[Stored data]

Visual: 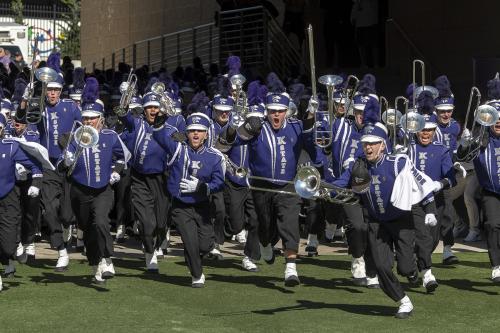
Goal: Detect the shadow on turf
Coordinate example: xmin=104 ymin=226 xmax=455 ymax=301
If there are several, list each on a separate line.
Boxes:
xmin=252 ymin=300 xmax=394 ymax=317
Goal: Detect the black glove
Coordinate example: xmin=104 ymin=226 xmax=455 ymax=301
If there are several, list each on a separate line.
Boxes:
xmin=170 ymin=132 xmax=187 ymax=142
xmin=153 ymin=113 xmax=167 ymax=128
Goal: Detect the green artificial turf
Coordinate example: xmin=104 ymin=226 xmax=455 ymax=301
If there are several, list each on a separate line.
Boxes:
xmin=0 ymin=253 xmax=500 ymax=332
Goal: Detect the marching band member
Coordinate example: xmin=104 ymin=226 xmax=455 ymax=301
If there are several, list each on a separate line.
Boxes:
xmin=58 ymin=83 xmax=130 ymax=284
xmin=457 ymin=101 xmax=500 ymax=283
xmin=0 ymin=114 xmax=42 ymax=291
xmin=333 ymin=99 xmax=437 ymax=319
xmin=121 ymin=92 xmax=177 ymax=273
xmin=432 ymin=75 xmax=460 ymax=265
xmin=219 ymin=73 xmax=322 ymax=286
xmin=153 ymin=113 xmax=224 ymax=288
xmin=409 ymin=91 xmax=456 ymax=292
xmin=20 ymin=53 xmax=81 ymax=272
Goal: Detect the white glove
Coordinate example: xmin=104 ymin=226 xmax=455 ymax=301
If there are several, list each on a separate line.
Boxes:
xmin=307 ymin=97 xmax=319 ymax=113
xmin=16 ymin=163 xmax=28 ymax=181
xmin=28 ymin=186 xmax=40 ymax=198
xmin=64 ymin=151 xmax=75 ymax=167
xmin=453 ymin=162 xmax=467 ymax=178
xmin=109 ymin=171 xmax=121 ymax=185
xmin=229 ymin=113 xmax=245 ymax=129
xmin=179 ymin=176 xmax=199 ymax=193
xmin=424 ymin=214 xmax=437 ymax=227
xmin=432 ymin=180 xmax=443 ymax=193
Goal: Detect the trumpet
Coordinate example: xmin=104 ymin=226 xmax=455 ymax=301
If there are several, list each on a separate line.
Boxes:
xmin=456 ymin=87 xmax=499 ymax=162
xmin=113 ymin=69 xmax=137 ymax=117
xmin=67 ymin=122 xmax=99 ymax=177
xmin=245 ymin=166 xmax=359 ymax=205
xmin=229 ymin=74 xmax=248 ymax=119
xmin=151 ymin=82 xmax=178 ymax=117
xmin=26 ymin=67 xmax=58 ymax=124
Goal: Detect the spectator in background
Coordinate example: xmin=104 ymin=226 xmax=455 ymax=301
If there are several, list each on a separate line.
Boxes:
xmin=351 ymin=0 xmax=379 ymax=67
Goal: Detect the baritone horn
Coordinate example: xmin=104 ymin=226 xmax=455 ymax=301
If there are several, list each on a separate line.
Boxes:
xmin=245 ymin=166 xmax=359 ymax=205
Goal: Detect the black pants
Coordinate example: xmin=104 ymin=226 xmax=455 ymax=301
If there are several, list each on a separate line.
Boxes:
xmin=210 ymin=192 xmax=226 ymax=244
xmin=171 ymin=198 xmax=215 ymax=279
xmin=482 ymin=190 xmax=500 ymax=267
xmin=365 ymin=214 xmax=416 ymax=301
xmin=114 ymin=168 xmax=134 ymax=226
xmin=16 ymin=179 xmax=40 ymax=244
xmin=71 ymin=183 xmax=113 ymax=266
xmin=41 ymin=170 xmax=73 ymax=250
xmin=0 ymin=187 xmax=21 ymax=265
xmin=223 ymin=180 xmax=260 ymax=260
xmin=411 ymin=204 xmax=439 ymax=271
xmin=252 ymin=182 xmax=301 ymax=251
xmin=131 ymin=170 xmax=170 ymax=253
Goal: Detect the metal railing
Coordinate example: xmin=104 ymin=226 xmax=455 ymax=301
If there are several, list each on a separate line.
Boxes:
xmin=90 ymin=23 xmax=219 ymax=71
xmin=385 ymin=18 xmax=438 ymax=78
xmin=218 ymin=6 xmax=307 ymax=77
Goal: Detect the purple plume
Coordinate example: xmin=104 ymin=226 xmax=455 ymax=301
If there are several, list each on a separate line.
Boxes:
xmin=73 ymin=67 xmax=85 ymax=89
xmin=226 ymin=56 xmax=241 ymax=77
xmin=47 ymin=52 xmax=61 ymax=73
xmin=82 ymin=77 xmax=99 ymax=106
xmin=487 ymin=73 xmax=500 ymax=100
xmin=358 ymin=74 xmax=377 ymax=96
xmin=363 ymin=98 xmax=380 ymax=124
xmin=417 ymin=90 xmax=435 ymax=115
xmin=434 ymin=75 xmax=453 ymax=97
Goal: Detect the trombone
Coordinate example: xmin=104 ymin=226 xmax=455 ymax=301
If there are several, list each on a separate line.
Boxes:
xmin=457 ymin=87 xmax=499 ymax=162
xmin=245 ymin=166 xmax=359 ymax=205
xmin=113 ymin=68 xmax=137 ymax=117
xmin=151 ymin=82 xmax=178 ymax=117
xmin=62 ymin=121 xmax=99 ymax=177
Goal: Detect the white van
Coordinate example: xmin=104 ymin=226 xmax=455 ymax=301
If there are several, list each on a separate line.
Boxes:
xmin=0 ymin=22 xmax=29 ymax=62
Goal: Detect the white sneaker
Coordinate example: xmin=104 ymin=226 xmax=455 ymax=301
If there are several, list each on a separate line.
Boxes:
xmin=92 ymin=264 xmax=106 ymax=284
xmin=259 ymin=243 xmax=275 ymax=264
xmin=115 ymin=224 xmax=125 ymax=243
xmin=443 ymin=245 xmax=458 ymax=265
xmin=285 ymin=262 xmax=300 ymax=287
xmin=191 ymin=274 xmax=205 ymax=288
xmin=16 ymin=243 xmax=28 ymax=264
xmin=146 ymin=253 xmax=158 ymax=273
xmin=325 ymin=223 xmax=337 ymax=242
xmin=305 ymin=234 xmax=319 ymax=257
xmin=235 ymin=229 xmax=247 ymax=244
xmin=351 ymin=257 xmax=366 ymax=281
xmin=241 ymin=256 xmax=259 ymax=272
xmin=3 ymin=259 xmax=16 ymax=278
xmin=396 ymin=296 xmax=413 ymax=319
xmin=422 ymin=269 xmax=438 ymax=293
xmin=491 ymin=266 xmax=500 ymax=283
xmin=63 ymin=225 xmax=72 ymax=243
xmin=366 ymin=275 xmax=380 ymax=289
xmin=55 ymin=249 xmax=69 ymax=272
xmin=464 ymin=229 xmax=482 ymax=242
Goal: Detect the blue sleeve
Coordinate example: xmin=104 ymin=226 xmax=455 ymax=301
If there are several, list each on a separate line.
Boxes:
xmin=153 ymin=126 xmax=180 ymax=156
xmin=207 ymin=156 xmax=224 ymax=193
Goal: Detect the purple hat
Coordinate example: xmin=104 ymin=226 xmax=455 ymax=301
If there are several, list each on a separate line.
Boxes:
xmin=212 ymin=95 xmax=234 ymax=111
xmin=186 ymin=112 xmax=210 ymax=131
xmin=142 ymin=92 xmax=160 ymax=108
xmin=266 ymin=92 xmax=290 ymax=110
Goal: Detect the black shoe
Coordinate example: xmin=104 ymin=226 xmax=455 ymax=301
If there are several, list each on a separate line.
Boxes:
xmin=443 ymin=256 xmax=459 ymax=265
xmin=285 ymin=275 xmax=300 ymax=287
xmin=425 ymin=281 xmax=439 ymax=293
xmin=394 ymin=311 xmax=413 ymax=319
xmin=305 ymin=245 xmax=318 ymax=257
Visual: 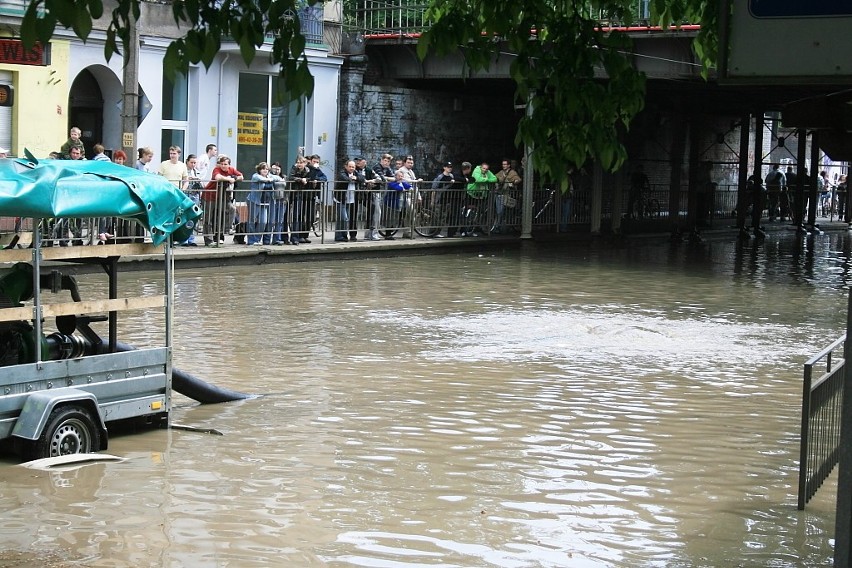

STATED EXERCISE. Pick out every line of the listing that contains the word "glove", and copy each one.

TASK RESPONSE.
Goal: Detect the black glove
Goal: Detect the white glove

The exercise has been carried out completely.